### TASK DESCRIPTION
Rewrite every line of the data below as a Markdown table with the columns "Row" and "Line", numbering each row and omitting blank lines.

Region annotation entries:

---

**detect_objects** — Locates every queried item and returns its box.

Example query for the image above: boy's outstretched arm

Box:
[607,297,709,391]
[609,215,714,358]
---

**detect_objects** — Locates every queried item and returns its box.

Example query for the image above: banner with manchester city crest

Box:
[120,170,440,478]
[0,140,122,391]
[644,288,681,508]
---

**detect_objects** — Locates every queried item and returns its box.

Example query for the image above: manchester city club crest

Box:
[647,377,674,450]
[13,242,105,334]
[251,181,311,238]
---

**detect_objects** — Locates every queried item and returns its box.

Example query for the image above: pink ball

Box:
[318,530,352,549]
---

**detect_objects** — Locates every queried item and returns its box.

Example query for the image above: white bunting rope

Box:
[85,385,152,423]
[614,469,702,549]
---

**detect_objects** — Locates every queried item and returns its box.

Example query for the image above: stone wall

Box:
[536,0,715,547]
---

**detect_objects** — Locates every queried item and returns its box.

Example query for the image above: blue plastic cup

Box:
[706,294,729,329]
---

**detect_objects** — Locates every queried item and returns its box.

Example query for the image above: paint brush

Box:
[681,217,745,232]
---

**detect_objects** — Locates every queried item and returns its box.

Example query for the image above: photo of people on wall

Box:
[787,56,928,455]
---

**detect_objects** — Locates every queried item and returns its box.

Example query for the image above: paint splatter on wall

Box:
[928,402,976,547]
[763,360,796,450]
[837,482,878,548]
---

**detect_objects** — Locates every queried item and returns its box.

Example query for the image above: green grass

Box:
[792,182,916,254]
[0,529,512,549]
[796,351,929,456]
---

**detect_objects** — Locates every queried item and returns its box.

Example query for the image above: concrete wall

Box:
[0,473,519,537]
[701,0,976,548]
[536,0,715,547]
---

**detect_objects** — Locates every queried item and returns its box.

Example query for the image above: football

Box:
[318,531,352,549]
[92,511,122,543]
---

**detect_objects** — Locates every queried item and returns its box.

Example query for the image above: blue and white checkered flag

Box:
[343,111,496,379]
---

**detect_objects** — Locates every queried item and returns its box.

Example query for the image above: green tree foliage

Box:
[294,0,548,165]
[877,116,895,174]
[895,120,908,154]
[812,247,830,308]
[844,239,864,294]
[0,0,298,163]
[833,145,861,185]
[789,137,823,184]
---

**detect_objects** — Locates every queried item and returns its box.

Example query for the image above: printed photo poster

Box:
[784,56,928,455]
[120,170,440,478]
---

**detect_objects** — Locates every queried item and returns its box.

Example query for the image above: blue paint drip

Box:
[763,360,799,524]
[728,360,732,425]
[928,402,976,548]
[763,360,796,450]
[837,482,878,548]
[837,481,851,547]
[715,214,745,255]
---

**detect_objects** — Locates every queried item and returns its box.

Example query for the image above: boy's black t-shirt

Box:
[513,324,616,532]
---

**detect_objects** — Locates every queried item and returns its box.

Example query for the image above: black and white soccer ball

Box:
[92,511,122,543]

### SOLUTION
| Row | Line |
|---|---|
| 1 | --- |
| 2 | **detect_objects** — Locates every queried item and returns its box. |
| 3 | Example query for the image above: boy's outstretched arm |
| 4 | Box: |
| 5 | [607,297,709,391] |
| 6 | [609,215,714,358] |
| 7 | --- |
| 8 | **detect_objects** — Locates every queried item and returns its box. |
| 9 | Example query for the image above: banner with manchester city crest |
| 10 | Box: |
| 11 | [120,170,440,478] |
| 12 | [0,140,122,391] |
| 13 | [644,288,681,508] |
| 14 | --- |
| 15 | **detect_objects** — Locates every queried item and returns its box. |
| 16 | Example query for the image above: manchester city club crest |
| 17 | Box: |
| 18 | [647,377,674,450] |
| 19 | [13,242,105,334] |
| 20 | [251,181,311,238] |
| 21 | --- |
| 22 | **detect_objects** — Locates every queried item and returns its box. |
| 23 | Example query for the image above: pink ball |
| 24 | Box: |
| 25 | [318,530,352,549] |
| 26 | --- |
| 27 | **detect_objects** — Locates every queried item and returns its box. |
| 28 | Example query for the image above: white bunting rope |
| 29 | Box: |
| 30 | [85,385,152,423] |
| 31 | [614,469,702,549] |
| 32 | --- |
| 33 | **detect_objects** — Locates every queried item and returns its box. |
| 34 | Example query for the image above: stone wall |
| 35 | Box: |
| 36 | [536,0,715,547] |
| 37 | --- |
| 38 | **detect_objects** — Locates every queried item and returns its box. |
| 39 | Example query for the image above: blue plastic cup |
| 40 | Box: |
| 41 | [706,294,729,329] |
| 42 | --- |
| 43 | **detect_objects** — Locates every queried item and returns its box. |
| 44 | Example query for the image above: paint brush |
| 45 | Box: |
| 46 | [681,217,745,232] |
| 47 | --- |
| 48 | **detect_objects** — Locates every queried item and returns its box. |
| 49 | Example query for the image above: photo of people on wall |
| 50 | Box: |
| 51 | [787,56,928,455] |
| 52 | --- |
| 53 | **detect_objects** — Locates every queried item and returns its box. |
| 54 | Example query for the image above: paint splatter on wall |
| 55 | Box: |
| 56 | [928,402,976,547] |
| 57 | [763,360,796,450] |
| 58 | [837,482,878,548] |
| 59 | --- |
| 60 | **detect_objects** — Locates every queried item and returns its box. |
| 61 | Example query for the image above: green grass |
| 62 | Box: |
| 63 | [792,182,916,254] |
| 64 | [0,529,512,549] |
| 65 | [796,351,929,456] |
| 66 | --- |
| 67 | **detect_objects** — Locates every queried item and returns its box. |
| 68 | Example query for the image above: concrete wall |
| 69 | Box: |
| 70 | [0,473,519,537] |
| 71 | [701,0,976,548] |
| 72 | [536,0,715,547] |
| 73 | --- |
| 74 | **detect_objects** — Locates every queried item and returns its box. |
| 75 | Example query for the image above: football |
| 76 | Box: |
| 77 | [318,531,352,549] |
| 78 | [92,511,122,543] |
| 79 | --- |
| 80 | **detect_objects** — Locates every queried item and returns its box. |
| 81 | Example query for the image above: blue and white checkered flag |
| 82 | Box: |
| 83 | [343,111,496,379] |
| 84 | --- |
| 85 | **detect_objects** — Locates every queried item and returns its box. |
| 86 | Example query for the image above: green tree foliage |
| 87 | Box: |
| 88 | [294,0,548,165] |
| 89 | [877,116,895,174] |
| 90 | [895,120,908,154] |
| 91 | [812,247,830,308] |
| 92 | [844,239,864,294] |
| 93 | [0,0,298,163] |
| 94 | [833,145,861,185] |
| 95 | [789,137,823,184] |
| 96 | --- |
| 97 | **detect_objects** — Locates every queried item and returns its box. |
| 98 | Example query for the image above: printed photo poster |
| 99 | Box: |
| 100 | [784,56,928,455] |
| 101 | [120,170,440,478] |
| 102 | --- |
| 103 | **detect_objects** — Locates every queried item and returns its box. |
| 104 | Example query for the image above: blue paint drip |
| 105 | Box: |
| 106 | [763,360,799,524] |
| 107 | [728,360,732,425] |
| 108 | [928,402,976,548] |
| 109 | [763,360,796,450] |
| 110 | [837,482,878,548] |
| 111 | [837,481,851,547] |
| 112 | [715,214,745,255] |
| 113 | --- |
| 114 | **detect_objects** — Locates every queried item and returns its box. |
| 115 | Example query for the image above: boy's black t-shirt |
| 116 | Box: |
| 117 | [513,324,616,532] |
| 118 | --- |
| 119 | **detect_objects** — Locates every queried item and returns its box. |
| 120 | Example query for the image above: black and white soccer ball |
| 121 | Box: |
| 122 | [92,511,122,543] |